§ Problem to solve
Copy out the listing below line for line, without changing a single character.
+++ Dataset
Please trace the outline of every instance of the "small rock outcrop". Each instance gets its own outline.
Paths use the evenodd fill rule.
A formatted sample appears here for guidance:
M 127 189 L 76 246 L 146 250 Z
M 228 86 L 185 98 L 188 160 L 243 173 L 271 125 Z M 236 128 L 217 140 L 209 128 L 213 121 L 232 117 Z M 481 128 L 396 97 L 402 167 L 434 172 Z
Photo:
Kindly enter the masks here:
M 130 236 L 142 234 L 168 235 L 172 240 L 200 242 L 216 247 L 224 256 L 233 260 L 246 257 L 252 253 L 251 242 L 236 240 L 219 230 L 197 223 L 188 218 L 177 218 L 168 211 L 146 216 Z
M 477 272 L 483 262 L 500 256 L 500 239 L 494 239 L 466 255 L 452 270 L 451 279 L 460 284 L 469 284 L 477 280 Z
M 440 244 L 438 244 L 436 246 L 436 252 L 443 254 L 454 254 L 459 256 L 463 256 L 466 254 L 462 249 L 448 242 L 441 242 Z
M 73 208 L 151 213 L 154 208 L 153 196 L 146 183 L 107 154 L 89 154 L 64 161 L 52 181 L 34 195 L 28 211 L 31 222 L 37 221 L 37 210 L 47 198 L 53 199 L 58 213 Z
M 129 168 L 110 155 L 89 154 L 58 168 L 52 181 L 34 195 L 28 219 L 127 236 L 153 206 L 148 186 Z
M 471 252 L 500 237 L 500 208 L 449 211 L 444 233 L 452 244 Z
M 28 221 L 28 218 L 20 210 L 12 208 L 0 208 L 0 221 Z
++++++
§ Finished exercise
Please trace the outline of every instance of the "small rock outcrop". Each instance gets its own outline.
Paths use the evenodd fill rule.
A formatted sample appears here for guidance:
M 127 189 L 76 246 L 146 250 Z
M 228 86 L 185 98 L 188 160 L 243 173 L 271 125 Z M 236 128 L 217 140 L 209 128 L 213 121 L 232 117 Z M 481 128 L 396 97 L 402 167 L 434 172 Z
Photo:
Kindly enter the masks here:
M 130 236 L 142 234 L 168 235 L 172 240 L 200 242 L 216 247 L 224 256 L 233 260 L 246 257 L 252 253 L 251 242 L 236 240 L 219 230 L 197 223 L 188 218 L 177 218 L 168 211 L 146 216 Z
M 477 272 L 483 262 L 500 256 L 500 239 L 494 239 L 466 255 L 452 270 L 451 279 L 460 284 L 469 284 L 477 280 Z
M 440 244 L 438 244 L 436 246 L 436 252 L 443 254 L 454 254 L 459 256 L 463 256 L 466 254 L 462 249 L 448 242 L 441 242 Z
M 73 208 L 151 213 L 154 208 L 153 196 L 146 183 L 107 154 L 89 154 L 64 161 L 52 181 L 34 195 L 28 211 L 31 222 L 37 221 L 37 210 L 47 198 L 53 199 L 58 213 Z
M 129 168 L 110 155 L 89 154 L 58 168 L 52 181 L 34 195 L 28 219 L 127 236 L 153 206 L 148 186 Z
M 471 252 L 500 237 L 500 208 L 449 211 L 444 233 L 452 244 Z
M 28 221 L 28 218 L 20 210 L 12 208 L 0 208 L 0 221 Z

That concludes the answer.